EXCERPTED TEXT:
====

Saturday, October 04, 2008

What happens when you poke a red blood cell?

First of all, I've got to ask...why call it an erythrocyte? Red blood cell is so much better, just rolls off the tongue. Almost seems like something you'd want to know more about, just based on how great the name is! Almost. But! If you couple that great name with its simplicity - and the fact that they're damn important, and red blood cell structural deficiencies are implicated in a whole host of diseases, the most famous of which is probably sickle-cell anemia - then you've got something worth looking at, I'd say.

You can use an experimental technique called optical trapping to analyze the mechanical properties of red blood cells, and this can get you force-displacement data all the way down to the piconewton level. (For reference, the force exerted by the Earth's gravity on the typical person is between 600 and 700 newtons. A piconewton is 10-12 newtons, or 1 trillionth of a newton. Impressively precise information, in other words!) Optical trapping works on the principle that when a laser is passed through a high-refractive index dielectric (in this case, a tiny silica bead), its photons lose momentum, which causes the bead to move towards the laser's focal point. Attaching these microbeads onto red blood cells can be used to extract information about how much force is required to stretch the cell a certain amount (the resulting plot of this information is called a force-displacement or force-extension curve). The question is, can you use this information to build a model that accurately describes red blood cell deformation?

====

SOURCE INFORMATION:
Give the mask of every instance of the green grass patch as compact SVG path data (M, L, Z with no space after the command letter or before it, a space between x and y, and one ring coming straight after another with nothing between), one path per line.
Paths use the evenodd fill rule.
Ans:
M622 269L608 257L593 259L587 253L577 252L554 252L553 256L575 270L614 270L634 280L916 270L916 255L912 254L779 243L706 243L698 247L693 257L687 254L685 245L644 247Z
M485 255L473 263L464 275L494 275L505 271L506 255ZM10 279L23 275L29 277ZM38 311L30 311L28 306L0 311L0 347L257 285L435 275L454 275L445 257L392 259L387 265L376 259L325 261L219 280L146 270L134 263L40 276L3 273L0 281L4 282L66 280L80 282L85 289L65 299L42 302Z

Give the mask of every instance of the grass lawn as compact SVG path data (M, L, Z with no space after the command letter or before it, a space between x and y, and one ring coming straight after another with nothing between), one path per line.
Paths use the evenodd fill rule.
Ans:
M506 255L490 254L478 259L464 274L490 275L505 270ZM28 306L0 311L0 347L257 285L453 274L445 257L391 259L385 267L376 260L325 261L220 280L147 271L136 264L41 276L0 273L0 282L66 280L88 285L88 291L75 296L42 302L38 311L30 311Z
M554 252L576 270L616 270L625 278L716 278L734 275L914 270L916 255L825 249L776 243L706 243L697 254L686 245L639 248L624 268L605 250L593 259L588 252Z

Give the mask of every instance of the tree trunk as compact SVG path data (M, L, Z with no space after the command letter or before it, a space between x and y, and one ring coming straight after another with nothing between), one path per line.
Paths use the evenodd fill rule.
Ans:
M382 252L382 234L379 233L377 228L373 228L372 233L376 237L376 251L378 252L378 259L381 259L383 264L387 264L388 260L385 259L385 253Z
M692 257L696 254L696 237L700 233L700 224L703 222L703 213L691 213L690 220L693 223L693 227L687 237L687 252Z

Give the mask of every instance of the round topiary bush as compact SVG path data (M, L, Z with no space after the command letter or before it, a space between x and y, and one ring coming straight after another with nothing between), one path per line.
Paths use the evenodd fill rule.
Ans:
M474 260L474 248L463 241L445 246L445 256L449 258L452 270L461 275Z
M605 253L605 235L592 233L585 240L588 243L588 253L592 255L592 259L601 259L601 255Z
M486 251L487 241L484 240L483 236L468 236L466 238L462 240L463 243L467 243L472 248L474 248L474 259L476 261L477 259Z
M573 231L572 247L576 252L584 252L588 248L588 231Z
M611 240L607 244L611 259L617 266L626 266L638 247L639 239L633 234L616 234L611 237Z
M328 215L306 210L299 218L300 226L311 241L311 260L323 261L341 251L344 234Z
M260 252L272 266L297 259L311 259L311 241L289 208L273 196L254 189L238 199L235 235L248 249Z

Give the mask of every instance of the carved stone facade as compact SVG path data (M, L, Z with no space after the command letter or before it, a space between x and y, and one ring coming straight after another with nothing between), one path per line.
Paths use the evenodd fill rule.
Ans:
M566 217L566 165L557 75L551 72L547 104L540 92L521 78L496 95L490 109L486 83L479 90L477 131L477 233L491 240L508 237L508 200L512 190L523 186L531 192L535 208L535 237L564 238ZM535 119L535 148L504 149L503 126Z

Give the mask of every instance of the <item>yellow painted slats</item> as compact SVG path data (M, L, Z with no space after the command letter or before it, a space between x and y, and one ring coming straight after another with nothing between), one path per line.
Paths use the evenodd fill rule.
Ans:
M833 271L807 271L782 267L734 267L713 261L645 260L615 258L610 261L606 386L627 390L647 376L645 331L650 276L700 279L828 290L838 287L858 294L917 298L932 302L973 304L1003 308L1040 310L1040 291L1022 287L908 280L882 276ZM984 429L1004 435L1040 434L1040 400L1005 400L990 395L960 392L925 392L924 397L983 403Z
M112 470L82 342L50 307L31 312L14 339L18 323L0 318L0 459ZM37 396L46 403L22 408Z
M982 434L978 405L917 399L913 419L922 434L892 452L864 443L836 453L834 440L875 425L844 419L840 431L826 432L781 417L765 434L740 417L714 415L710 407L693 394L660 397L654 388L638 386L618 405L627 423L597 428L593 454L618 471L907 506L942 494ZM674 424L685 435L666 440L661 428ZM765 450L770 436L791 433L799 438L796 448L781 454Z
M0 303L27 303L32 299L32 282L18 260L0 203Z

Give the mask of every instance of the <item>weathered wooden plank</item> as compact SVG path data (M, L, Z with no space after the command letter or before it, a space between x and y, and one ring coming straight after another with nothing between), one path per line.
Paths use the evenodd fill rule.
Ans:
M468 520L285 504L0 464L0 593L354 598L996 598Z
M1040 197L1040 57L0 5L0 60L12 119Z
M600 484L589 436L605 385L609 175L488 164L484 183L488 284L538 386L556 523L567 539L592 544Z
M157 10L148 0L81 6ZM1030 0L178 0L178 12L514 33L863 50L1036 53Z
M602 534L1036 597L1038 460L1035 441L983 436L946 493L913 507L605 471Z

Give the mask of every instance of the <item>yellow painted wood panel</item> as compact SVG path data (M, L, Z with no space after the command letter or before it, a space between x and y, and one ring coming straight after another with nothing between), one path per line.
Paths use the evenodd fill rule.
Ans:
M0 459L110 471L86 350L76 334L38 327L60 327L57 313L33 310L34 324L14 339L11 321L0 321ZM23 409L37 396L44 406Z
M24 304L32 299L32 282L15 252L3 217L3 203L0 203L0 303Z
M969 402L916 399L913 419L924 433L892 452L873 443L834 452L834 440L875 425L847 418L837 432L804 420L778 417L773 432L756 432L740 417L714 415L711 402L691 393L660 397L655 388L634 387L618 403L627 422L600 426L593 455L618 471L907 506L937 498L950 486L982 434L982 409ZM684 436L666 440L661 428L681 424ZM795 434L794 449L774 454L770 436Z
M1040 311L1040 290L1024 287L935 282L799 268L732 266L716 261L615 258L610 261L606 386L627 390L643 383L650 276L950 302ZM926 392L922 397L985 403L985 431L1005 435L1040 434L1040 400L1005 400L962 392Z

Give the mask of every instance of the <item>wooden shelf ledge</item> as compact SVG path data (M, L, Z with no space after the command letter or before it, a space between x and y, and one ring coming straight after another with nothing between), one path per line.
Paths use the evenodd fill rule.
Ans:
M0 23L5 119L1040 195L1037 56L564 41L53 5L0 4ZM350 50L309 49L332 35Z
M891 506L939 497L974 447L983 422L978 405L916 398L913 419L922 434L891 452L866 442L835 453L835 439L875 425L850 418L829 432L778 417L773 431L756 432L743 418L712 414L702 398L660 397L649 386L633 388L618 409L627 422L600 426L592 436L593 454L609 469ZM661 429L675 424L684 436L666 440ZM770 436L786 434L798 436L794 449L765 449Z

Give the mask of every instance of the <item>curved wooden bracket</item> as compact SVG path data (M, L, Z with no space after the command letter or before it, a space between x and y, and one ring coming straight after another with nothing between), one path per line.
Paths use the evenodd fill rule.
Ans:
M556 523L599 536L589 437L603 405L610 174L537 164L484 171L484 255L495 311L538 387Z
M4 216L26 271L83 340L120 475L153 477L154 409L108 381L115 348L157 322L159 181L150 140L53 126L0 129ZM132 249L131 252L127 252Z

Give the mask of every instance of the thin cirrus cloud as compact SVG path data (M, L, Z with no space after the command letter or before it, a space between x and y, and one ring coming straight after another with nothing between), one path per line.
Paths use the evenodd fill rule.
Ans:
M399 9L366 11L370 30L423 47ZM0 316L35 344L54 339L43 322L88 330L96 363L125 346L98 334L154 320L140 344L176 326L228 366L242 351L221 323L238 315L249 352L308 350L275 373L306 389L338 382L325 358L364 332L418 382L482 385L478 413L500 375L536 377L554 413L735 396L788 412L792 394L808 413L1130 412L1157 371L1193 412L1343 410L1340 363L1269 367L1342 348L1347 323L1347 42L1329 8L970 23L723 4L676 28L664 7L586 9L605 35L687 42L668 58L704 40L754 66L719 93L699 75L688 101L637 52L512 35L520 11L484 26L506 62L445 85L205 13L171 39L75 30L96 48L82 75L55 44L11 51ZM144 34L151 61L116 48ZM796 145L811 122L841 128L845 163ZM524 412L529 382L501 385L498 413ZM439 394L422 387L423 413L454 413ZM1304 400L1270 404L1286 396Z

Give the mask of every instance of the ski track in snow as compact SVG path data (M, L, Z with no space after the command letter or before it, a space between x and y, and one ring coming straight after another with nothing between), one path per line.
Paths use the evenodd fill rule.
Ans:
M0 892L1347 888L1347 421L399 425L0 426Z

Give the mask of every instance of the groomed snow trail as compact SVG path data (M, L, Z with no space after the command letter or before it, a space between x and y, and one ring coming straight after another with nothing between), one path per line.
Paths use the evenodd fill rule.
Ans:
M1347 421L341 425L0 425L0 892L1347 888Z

====

WHAT YOU HAVE TO DO: In the post about poking a red blood cell, what is the tiny bead used in optical trapping made of?

ANSWER AREA: Silica.